* [EXERCISE INPUTS]:
*** Block opens ***

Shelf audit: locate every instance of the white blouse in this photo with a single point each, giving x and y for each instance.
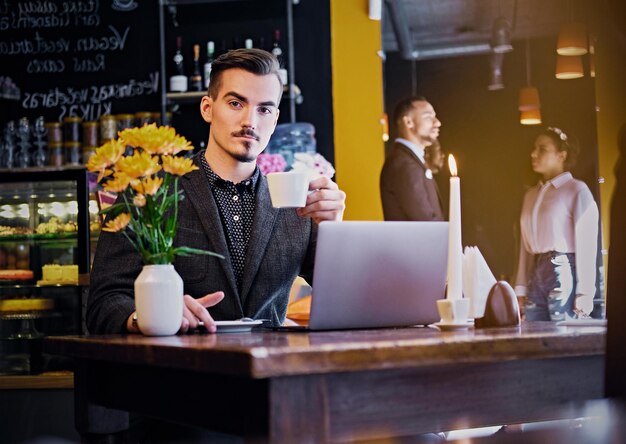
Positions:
(560, 215)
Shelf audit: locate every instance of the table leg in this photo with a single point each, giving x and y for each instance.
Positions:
(299, 410)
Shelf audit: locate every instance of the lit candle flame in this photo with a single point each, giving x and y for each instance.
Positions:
(452, 165)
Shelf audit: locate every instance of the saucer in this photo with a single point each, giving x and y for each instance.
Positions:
(443, 326)
(236, 326)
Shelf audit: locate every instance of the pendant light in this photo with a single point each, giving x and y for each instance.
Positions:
(569, 67)
(501, 33)
(495, 73)
(529, 95)
(572, 37)
(501, 36)
(530, 117)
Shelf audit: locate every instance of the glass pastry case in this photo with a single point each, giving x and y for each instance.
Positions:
(45, 219)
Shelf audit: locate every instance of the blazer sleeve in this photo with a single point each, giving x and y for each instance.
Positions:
(116, 266)
(412, 194)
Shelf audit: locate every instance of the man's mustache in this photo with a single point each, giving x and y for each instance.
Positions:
(246, 132)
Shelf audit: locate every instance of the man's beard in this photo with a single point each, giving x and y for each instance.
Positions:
(246, 156)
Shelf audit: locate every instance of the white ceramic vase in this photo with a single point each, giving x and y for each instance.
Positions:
(159, 300)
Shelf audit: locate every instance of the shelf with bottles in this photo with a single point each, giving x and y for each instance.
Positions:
(185, 78)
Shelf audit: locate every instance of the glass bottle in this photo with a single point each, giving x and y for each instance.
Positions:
(196, 75)
(278, 52)
(210, 52)
(178, 82)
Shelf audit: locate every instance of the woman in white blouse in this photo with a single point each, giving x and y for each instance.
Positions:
(559, 231)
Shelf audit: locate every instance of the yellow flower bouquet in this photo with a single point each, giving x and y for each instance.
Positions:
(147, 181)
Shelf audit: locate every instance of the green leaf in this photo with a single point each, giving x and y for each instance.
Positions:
(115, 207)
(188, 251)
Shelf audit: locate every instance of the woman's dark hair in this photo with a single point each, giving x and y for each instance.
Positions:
(255, 61)
(564, 142)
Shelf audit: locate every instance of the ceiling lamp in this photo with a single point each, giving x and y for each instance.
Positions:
(384, 121)
(572, 39)
(495, 74)
(501, 36)
(530, 117)
(529, 95)
(569, 67)
(529, 98)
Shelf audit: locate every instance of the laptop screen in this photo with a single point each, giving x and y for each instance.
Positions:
(378, 274)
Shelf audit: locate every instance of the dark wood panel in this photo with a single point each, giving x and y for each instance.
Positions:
(264, 354)
(412, 401)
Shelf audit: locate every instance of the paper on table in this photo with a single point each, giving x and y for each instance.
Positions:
(477, 281)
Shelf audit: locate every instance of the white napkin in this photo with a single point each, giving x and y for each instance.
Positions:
(477, 280)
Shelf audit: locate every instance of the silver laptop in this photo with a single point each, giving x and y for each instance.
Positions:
(378, 274)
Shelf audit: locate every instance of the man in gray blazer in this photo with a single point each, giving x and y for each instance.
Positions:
(407, 188)
(226, 209)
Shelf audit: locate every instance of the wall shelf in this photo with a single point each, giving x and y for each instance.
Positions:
(48, 380)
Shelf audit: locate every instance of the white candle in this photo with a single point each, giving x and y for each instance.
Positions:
(455, 249)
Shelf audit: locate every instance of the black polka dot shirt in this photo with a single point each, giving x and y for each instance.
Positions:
(236, 206)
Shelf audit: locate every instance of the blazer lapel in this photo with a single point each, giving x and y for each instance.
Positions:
(197, 190)
(264, 217)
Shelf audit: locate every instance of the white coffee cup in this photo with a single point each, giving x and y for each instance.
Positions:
(288, 189)
(453, 311)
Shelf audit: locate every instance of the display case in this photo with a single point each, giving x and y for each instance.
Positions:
(44, 262)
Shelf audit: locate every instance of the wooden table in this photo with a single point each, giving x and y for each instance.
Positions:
(340, 385)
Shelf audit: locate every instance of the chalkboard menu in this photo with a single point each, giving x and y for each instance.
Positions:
(83, 58)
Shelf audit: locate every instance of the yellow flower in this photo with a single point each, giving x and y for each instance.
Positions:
(118, 184)
(117, 224)
(149, 185)
(139, 200)
(179, 166)
(155, 140)
(104, 157)
(140, 164)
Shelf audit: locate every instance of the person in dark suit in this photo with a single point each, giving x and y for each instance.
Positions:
(226, 209)
(407, 188)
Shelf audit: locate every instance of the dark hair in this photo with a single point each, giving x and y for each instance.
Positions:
(404, 107)
(253, 60)
(563, 142)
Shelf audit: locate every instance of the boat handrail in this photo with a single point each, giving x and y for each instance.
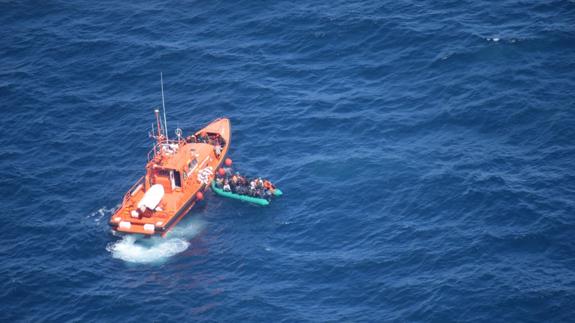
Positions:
(157, 149)
(133, 189)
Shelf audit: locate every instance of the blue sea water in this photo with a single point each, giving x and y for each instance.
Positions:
(425, 150)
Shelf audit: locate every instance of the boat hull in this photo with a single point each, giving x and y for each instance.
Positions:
(178, 201)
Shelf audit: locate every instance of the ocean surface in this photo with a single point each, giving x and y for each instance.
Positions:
(425, 151)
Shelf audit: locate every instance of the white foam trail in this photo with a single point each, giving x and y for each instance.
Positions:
(137, 249)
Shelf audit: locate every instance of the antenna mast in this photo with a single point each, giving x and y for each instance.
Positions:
(164, 106)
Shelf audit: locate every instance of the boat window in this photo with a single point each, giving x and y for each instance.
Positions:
(191, 166)
(177, 179)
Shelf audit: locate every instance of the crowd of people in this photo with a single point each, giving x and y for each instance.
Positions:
(213, 139)
(238, 184)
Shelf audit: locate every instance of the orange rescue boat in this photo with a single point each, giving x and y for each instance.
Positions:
(177, 172)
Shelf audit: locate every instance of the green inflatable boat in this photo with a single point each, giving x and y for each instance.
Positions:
(251, 199)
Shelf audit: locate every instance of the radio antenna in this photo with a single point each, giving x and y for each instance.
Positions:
(164, 106)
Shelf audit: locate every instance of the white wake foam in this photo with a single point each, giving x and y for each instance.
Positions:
(138, 249)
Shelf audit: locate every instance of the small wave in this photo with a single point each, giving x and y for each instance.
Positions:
(155, 250)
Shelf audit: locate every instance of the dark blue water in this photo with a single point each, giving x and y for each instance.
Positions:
(425, 151)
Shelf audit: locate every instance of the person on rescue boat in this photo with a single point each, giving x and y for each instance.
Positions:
(227, 187)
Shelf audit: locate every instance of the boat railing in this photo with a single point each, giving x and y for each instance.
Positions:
(132, 191)
(165, 145)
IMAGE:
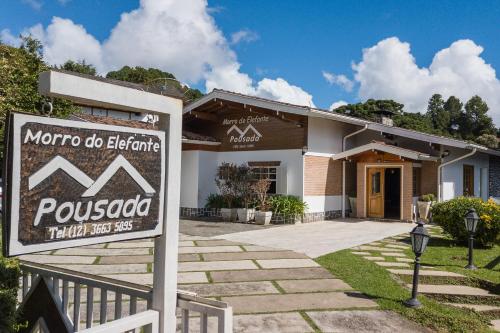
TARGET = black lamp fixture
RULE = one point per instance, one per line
(419, 239)
(471, 220)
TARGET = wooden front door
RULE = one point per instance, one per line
(375, 192)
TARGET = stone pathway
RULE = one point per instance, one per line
(270, 289)
(390, 254)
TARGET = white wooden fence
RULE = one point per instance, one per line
(69, 288)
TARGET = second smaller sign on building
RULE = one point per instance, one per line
(73, 183)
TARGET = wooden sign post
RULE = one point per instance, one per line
(87, 91)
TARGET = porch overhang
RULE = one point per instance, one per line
(382, 147)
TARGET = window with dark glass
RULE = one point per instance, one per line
(264, 172)
(468, 180)
(416, 181)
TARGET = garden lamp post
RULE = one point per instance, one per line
(419, 240)
(471, 219)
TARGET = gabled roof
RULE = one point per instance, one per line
(319, 113)
(380, 146)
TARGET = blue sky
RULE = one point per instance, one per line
(299, 40)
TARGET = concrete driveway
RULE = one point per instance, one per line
(319, 238)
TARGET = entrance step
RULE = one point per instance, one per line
(484, 308)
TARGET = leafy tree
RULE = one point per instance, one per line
(414, 121)
(79, 67)
(438, 116)
(155, 78)
(453, 107)
(475, 121)
(19, 70)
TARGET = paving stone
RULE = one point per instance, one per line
(102, 252)
(260, 248)
(287, 263)
(363, 322)
(397, 246)
(254, 255)
(107, 269)
(144, 279)
(390, 254)
(196, 238)
(147, 278)
(217, 242)
(477, 307)
(209, 249)
(450, 289)
(217, 265)
(130, 245)
(424, 273)
(53, 259)
(271, 323)
(374, 258)
(405, 260)
(93, 246)
(233, 288)
(378, 248)
(271, 274)
(300, 286)
(126, 259)
(143, 259)
(295, 302)
(391, 264)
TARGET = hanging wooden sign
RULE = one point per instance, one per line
(70, 183)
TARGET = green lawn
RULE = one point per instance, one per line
(377, 283)
(445, 254)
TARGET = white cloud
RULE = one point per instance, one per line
(35, 4)
(340, 80)
(63, 40)
(388, 71)
(177, 36)
(8, 38)
(244, 35)
(337, 105)
(283, 91)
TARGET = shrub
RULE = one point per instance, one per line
(450, 216)
(287, 205)
(218, 201)
(260, 189)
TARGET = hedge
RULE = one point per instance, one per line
(450, 216)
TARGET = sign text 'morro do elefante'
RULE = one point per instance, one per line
(71, 183)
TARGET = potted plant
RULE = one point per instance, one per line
(424, 205)
(243, 182)
(225, 181)
(290, 207)
(260, 188)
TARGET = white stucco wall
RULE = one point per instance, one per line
(323, 203)
(201, 185)
(189, 178)
(325, 136)
(453, 175)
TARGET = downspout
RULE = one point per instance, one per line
(440, 169)
(344, 140)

*** Block closes ***

* [ASSIGNED TASK]:
Show each line of the records above containing "case".

* [ANSWER SECTION]:
Shelf audit: locate every instance of the glass pastry case in this photo with a single point each, giving x and y for each instance.
Shelf audit: locate every instance of the display case in this photo with a single point each, giving x and y for each instance.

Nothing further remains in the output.